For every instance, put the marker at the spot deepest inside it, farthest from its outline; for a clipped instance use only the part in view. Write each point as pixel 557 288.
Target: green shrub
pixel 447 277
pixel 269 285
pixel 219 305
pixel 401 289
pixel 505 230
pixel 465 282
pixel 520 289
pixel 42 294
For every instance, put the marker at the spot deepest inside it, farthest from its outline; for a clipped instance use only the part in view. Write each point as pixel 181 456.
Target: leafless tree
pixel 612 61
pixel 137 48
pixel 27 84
::::::::
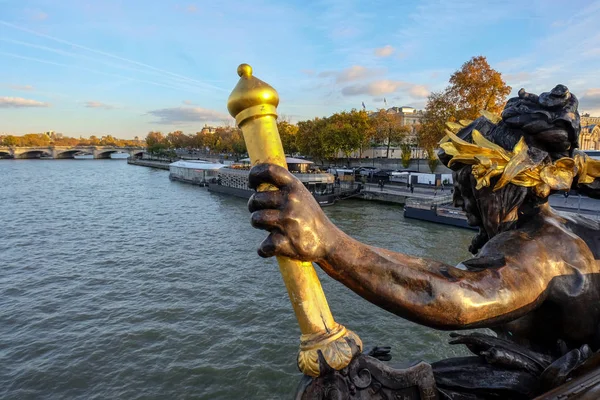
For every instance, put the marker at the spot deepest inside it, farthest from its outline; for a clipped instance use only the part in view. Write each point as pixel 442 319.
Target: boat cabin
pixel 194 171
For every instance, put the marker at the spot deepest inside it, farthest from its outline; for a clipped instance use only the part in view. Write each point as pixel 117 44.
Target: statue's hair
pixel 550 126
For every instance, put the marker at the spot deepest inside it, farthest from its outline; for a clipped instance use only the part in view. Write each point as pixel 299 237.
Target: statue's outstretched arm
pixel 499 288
::::::::
**Work to do**: Reproduce verbatim the portion of the data above running from the line containing "pixel 117 44." down to the line containing "pixel 499 288", with both of those lines included.

**Result of the task**:
For every instance, put the marker at the spot deepest inside it, farthest from its outline; for a clipped instance use only the part in view. Write each point as pixel 117 44.
Target: statue's hair
pixel 550 126
For every instance, put the marker at the spot deepest inside it, farthest from its outline; for a clipped instance use only the part in view. Write each point as pixel 299 237.
Target: statue's outstretched arm
pixel 499 288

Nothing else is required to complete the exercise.